Given text
The bridge across the Kaliheni Nalla which I had crossed the previous year in 2018 had been washed away. Villagers now had fixed a steel cable with a manual pulls to move across people and goods. Horses coming down from the Thamsar pass had to unload their goods at the other side of the river to be pulled across and loaded onto other horses at the Bara Bangal side. We sat down in a small cart and pulled ourselves across the dangerous stream currents of the Kaliheni Nalla to the other side from where the path leads up to the Thamsar pass.
The path is wide and hair pins up steadily as it’s meant for horses. Soon we are high above the confluence of the Ravi and Kaliheni rivers with beautiful birds eye views on the settlement of Bara Bhangal in the wide open valley below. After an initial steep climb the path gradually ascents above the Thamsar Nalla which flows from the glacier below the pass. As the valley slope becomes steeper the trail switches sides of the river to the more gradual slope.
Here we cross the Thamsar Nalla which although being a relatively small stream – due to recent rains – was in pretty heavy flow. We picked up a stick and searched for the best place to cross the stream where it’s wider and less steep and water current would be less. A stick greatly improves stability as you move across the uneven river bed pushed by the water. With every step you only have two points of contact left – your other leg and the stick.
After crossing the stream the path climbs up through lush green meadows and white flower plants. Far and deep behind us we see Bara Bhangal nested at the base of the massive rising high ranges of the Pir Panjal. The vegetation is quite thick and high at the end of the summer hiding the trail in some places.
Further up we see numerous horses grazing freely in the meadows. These must be part of the group which carried rations to Bara Bhangal and was now on their way back. As the horses were going about freely the horsemen would be camping nearby. As it was already early evening we decided to also halt for the day and make an early morning dash to the pass the next day.
The horsemen had settled down in a nice flat space and were cooking dinner. They had offloaded the wooden saddles and luggage from the horses: blankets, tarps, cooking gears for the campsite. They had also carried firewood with them to cook and make a campfire. They used two bigger wooden logs to tie a rope and spread the tarp across it to make a campsite out of the rain and cold night wind.
We cooked our Maggie noodles on their fire and had our dinner after another long day of hiking. The skies were turning orange and red as the sun was setting reflecting beautifully on the ever changing cloud cover above. The clouds were caressing the high ranges where the heavens and earth appeared to meet and create the ever changing weather. As the night fell it became peaceful.
We sat down around the campfire to warm ourselves as the temperatures were dropping fast at 3500m altitude. We had put up our campsite in a flat space behind a huge boulder to break the cold wind blowing through the open valley. We slept off peacefully rolled up in our warm sleeping bags beneath a tarpaulin sheet. A tarp of 500 gram is so much lighter than carrying a 2.5 kg tent in this steep terrain. Every 100 gram counts.

Stored data
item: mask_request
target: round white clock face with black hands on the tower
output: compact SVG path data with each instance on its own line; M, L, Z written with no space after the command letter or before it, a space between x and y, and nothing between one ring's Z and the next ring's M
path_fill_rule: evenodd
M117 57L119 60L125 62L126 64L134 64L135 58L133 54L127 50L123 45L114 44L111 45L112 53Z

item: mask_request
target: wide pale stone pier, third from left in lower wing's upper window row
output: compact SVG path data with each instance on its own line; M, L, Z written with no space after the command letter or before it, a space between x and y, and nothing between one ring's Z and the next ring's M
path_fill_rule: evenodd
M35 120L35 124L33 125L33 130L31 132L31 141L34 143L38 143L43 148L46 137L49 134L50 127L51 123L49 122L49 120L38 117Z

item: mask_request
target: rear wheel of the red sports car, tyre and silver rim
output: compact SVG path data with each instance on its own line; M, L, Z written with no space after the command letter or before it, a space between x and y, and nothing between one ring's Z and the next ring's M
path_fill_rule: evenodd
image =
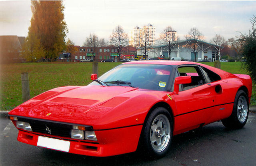
M243 90L239 90L236 93L234 107L230 117L223 119L222 124L230 129L241 129L246 124L248 119L249 102L246 93Z

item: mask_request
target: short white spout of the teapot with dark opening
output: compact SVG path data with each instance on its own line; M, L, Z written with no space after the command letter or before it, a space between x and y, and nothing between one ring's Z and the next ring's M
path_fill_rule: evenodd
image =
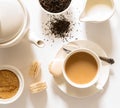
M37 36L35 36L35 33L31 31L29 31L28 39L32 44L35 44L39 48L42 48L45 46L45 43L42 40L40 40Z

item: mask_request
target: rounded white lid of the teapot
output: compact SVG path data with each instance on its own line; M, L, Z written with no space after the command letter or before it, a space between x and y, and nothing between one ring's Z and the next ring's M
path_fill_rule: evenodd
M24 16L19 0L0 0L0 43L17 36L23 27Z

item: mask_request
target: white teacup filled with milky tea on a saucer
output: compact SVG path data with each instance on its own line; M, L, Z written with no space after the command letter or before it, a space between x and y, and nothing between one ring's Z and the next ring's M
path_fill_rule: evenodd
M76 88L88 88L93 85L96 88L100 72L101 60L90 49L82 48L70 52L63 63L63 76L65 80Z

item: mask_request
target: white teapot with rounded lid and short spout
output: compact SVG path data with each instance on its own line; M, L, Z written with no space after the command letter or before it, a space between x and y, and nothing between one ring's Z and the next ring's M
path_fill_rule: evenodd
M29 31L29 23L28 12L20 0L0 0L0 48L19 43ZM42 40L31 32L29 34L30 42L38 47L44 46Z

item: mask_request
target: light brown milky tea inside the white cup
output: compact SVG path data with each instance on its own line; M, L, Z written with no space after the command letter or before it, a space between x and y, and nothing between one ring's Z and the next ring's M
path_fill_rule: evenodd
M98 65L94 57L86 52L76 52L65 64L68 78L76 84L86 84L94 79Z

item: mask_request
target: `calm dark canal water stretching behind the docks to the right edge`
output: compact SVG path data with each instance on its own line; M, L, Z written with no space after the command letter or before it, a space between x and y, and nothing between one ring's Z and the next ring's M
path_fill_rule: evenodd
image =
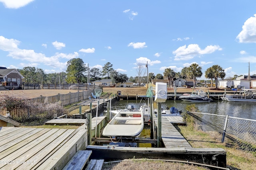
M138 108L140 105L140 100L120 100L112 104L113 106L128 106L133 105ZM166 107L176 107L182 112L186 112L186 106L189 104L195 104L196 107L202 113L211 113L218 115L229 115L232 117L239 117L244 119L256 120L256 103L255 102L226 102L226 101L214 101L214 102L185 102L182 100L166 100L162 103L162 108ZM154 102L154 108L157 108Z

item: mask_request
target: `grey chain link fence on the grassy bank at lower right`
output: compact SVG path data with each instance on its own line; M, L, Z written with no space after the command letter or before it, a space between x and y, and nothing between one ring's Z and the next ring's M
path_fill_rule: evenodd
M236 149L256 152L256 120L242 119L225 115L187 112L194 118L197 130L217 131L234 142Z

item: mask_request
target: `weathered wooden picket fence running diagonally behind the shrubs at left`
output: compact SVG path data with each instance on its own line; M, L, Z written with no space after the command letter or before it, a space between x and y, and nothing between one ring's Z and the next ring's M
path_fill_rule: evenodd
M102 88L100 86L97 87ZM46 110L46 106L49 107L48 105L51 103L60 102L61 106L66 106L81 100L89 99L92 92L94 93L94 90L78 91L76 93L70 92L68 94L57 94L55 96L40 96L37 98L28 99L23 101L26 107L16 107L10 111L10 115L12 115L14 118L26 117L29 119L30 117L42 114ZM54 108L52 109L54 111Z

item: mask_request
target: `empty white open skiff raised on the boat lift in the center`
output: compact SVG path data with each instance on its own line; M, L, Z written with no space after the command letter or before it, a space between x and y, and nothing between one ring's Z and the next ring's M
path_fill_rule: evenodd
M138 137L144 128L142 111L122 111L110 120L102 135L107 137Z

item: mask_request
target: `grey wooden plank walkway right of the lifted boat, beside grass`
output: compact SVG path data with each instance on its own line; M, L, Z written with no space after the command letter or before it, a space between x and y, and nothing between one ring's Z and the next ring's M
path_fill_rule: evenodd
M178 116L162 116L162 141L166 148L192 148L186 139L172 125L173 119L180 119ZM182 119L183 122L183 119ZM157 122L156 122L157 126Z

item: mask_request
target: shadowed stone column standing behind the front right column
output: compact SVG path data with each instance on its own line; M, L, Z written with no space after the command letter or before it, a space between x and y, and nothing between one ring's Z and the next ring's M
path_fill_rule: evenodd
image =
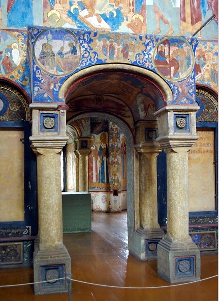
M157 157L162 151L155 141L157 122L139 122L136 126L135 145L139 153L139 227L142 260L157 259L157 245L164 232L158 223Z

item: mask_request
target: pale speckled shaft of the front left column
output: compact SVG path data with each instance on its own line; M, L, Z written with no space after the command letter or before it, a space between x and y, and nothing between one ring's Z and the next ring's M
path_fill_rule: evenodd
M40 250L61 249L63 247L60 167L60 149L38 149Z

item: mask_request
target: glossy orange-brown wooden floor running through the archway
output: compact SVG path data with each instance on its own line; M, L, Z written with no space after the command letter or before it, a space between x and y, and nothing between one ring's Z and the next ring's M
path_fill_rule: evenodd
M92 213L92 232L64 235L72 260L71 301L217 301L217 277L173 286L157 274L157 261L128 251L127 212ZM217 255L201 256L201 279L217 275ZM32 283L31 267L0 270L0 286ZM115 288L88 283L119 287ZM149 287L138 289L134 287ZM156 287L156 288L150 288ZM69 301L68 293L34 295L33 285L0 287L0 301Z

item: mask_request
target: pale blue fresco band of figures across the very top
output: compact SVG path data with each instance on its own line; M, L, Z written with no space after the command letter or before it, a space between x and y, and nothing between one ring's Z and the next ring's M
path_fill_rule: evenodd
M217 0L0 0L0 28L27 25L217 40Z

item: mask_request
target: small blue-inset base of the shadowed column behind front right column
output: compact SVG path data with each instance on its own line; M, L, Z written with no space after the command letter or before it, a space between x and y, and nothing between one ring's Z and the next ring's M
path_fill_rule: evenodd
M157 246L164 236L164 231L161 228L138 228L136 233L141 246L139 258L145 261L157 260Z

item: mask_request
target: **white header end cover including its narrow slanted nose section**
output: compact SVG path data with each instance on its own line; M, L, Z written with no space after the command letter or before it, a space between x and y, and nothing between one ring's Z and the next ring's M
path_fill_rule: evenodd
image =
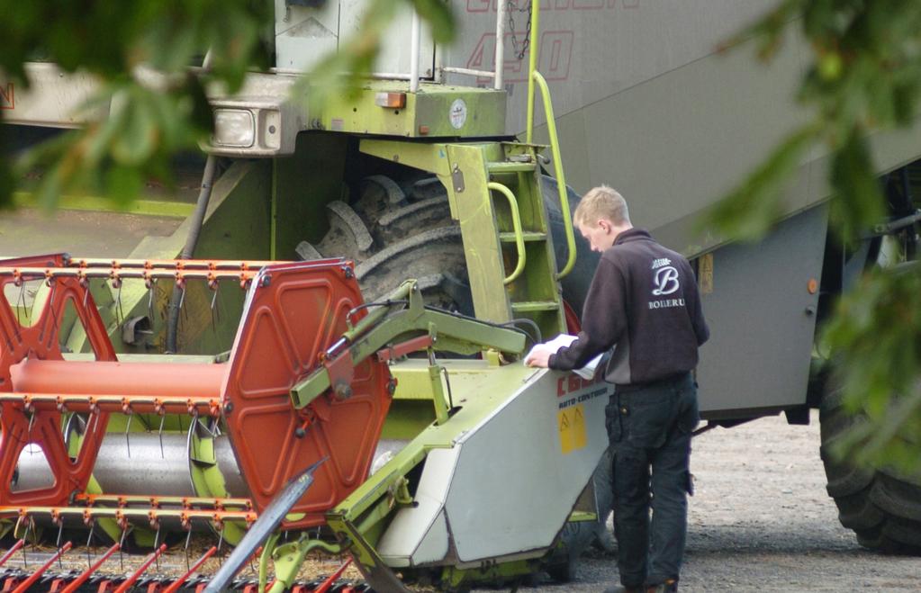
M428 454L417 505L402 508L379 541L384 562L438 564L452 548L461 563L545 552L608 447L609 388L530 373L452 448Z

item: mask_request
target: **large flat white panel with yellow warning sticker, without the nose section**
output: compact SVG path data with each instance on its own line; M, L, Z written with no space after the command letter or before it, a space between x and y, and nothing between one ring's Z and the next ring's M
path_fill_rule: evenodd
M550 546L608 447L610 386L546 369L534 381L459 439L446 511L461 562Z

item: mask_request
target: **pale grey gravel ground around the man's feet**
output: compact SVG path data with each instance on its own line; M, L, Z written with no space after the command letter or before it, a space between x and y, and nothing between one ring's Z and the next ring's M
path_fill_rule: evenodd
M819 420L781 417L694 439L682 591L921 591L921 558L883 556L841 527L825 493ZM613 557L589 552L577 580L529 590L601 591Z

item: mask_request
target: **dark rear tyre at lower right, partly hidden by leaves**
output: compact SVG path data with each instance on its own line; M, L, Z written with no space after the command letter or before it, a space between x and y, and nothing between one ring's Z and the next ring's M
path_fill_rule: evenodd
M838 507L841 524L852 529L857 542L870 550L921 555L921 480L908 480L891 469L858 468L834 459L834 442L850 426L866 421L845 411L839 391L822 399L819 418L826 490Z

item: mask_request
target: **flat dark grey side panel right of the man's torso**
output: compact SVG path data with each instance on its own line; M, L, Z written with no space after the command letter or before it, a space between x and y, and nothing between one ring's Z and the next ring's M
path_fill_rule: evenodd
M713 253L713 292L703 297L710 341L697 371L701 413L778 408L806 399L828 209L793 216L754 245Z

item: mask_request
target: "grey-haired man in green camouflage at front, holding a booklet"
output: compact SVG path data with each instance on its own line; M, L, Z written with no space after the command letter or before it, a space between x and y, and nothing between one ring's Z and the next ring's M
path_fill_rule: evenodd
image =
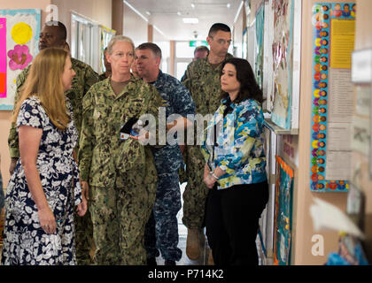
M138 141L145 134L127 139L120 129L143 114L151 114L157 124L163 102L156 88L131 75L134 44L128 37L112 38L107 59L112 76L90 88L82 102L78 156L81 185L89 187L93 260L94 264L146 264L144 226L155 202L158 176L151 144Z

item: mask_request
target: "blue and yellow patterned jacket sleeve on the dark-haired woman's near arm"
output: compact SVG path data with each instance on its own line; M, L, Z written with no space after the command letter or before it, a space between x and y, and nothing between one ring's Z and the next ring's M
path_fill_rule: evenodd
M232 150L222 158L218 158L218 166L231 174L250 157L256 139L260 136L260 125L263 119L260 108L253 107L239 114L235 121L234 141Z

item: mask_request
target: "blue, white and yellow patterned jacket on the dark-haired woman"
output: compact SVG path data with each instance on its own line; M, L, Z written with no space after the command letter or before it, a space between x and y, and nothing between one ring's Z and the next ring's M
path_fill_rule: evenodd
M231 111L223 118L227 105ZM209 167L213 170L219 166L226 172L218 180L219 189L267 180L263 123L263 112L257 101L246 99L231 103L229 98L222 101L205 129L202 145Z

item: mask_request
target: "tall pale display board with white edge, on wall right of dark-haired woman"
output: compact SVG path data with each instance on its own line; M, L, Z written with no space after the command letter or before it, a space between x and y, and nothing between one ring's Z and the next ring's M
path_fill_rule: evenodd
M273 0L272 9L275 88L271 120L283 129L297 129L301 1Z

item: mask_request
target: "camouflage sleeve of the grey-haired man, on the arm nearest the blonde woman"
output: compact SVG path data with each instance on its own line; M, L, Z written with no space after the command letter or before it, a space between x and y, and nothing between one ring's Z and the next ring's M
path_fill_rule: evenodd
M82 98L82 124L78 151L78 164L82 181L89 181L93 148L96 143L93 120L95 109L94 92L94 88L90 88L88 93Z

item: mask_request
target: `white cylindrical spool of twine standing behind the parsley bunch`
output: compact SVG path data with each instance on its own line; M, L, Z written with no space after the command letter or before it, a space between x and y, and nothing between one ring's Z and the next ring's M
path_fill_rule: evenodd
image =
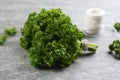
M85 32L87 34L97 34L102 30L104 10L99 8L91 8L86 12Z

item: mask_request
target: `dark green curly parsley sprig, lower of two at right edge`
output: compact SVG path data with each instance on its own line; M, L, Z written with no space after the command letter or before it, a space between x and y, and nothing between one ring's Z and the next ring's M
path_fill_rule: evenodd
M120 58L120 40L114 40L112 44L109 45L109 49L115 52L117 58Z

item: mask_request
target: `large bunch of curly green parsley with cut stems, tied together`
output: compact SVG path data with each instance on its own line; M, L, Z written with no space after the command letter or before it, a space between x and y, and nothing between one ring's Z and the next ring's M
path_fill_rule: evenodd
M35 67L66 67L83 54L84 34L59 8L29 14L21 34L20 45L29 50ZM96 52L96 45L90 45L90 51Z

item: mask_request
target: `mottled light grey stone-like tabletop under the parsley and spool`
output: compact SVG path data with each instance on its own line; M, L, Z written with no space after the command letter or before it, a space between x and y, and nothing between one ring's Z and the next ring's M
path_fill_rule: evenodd
M20 47L20 28L28 14L41 8L61 8L79 29L84 28L86 10L105 10L104 31L94 37L86 37L98 43L96 54L79 57L71 66L61 69L36 69L27 58L27 51ZM0 0L0 34L4 28L16 26L19 31L0 46L0 80L119 80L120 60L108 54L108 45L120 39L112 30L120 21L120 0Z

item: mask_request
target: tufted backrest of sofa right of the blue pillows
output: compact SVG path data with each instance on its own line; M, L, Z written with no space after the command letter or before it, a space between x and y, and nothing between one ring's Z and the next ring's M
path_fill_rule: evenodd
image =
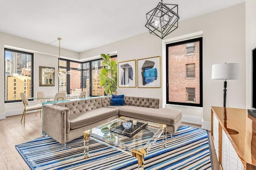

Task requirements
A: Answer these from the Thamsar pass text:
(i) In what year had the bridge across the Kaliheni Nalla been crossed before it was washed away?
(ii) What did the horsemen carry with them to cook and make a campfire?
(iii) How much does the tent weigh that the tarp is compared with?
B: From the Thamsar pass text, write out the passage that begins at the words "We cooked our" and stops after "100 gram counts.", switching "huge boulder" to "large rock".

Task responses
A:
(i) 2018
(ii) Firewood
(iii) 2.5 kg

B:
We cooked our Maggie noodles on their fire and had our dinner after another long day of hiking. The skies were turning orange and red as the sun was setting reflecting beautifully on the ever changing cloud cover above. The clouds were caressing the high ranges where the heavens and earth appeared to meet and create the ever changing weather. As the night fell it became peaceful.
We sat down around the campfire to warm ourselves as the temperatures were dropping fast at 3500m altitude. We had put up our campsite in a flat space behind a large rock to break the cold wind blowing through the open valley. We slept off peacefully rolled up in our warm sleeping bags beneath a tarpaulin sheet. A tarp of 500 gram is so much lighter than carrying a 2.5 kg tent in this steep terrain. Every 100 gram counts.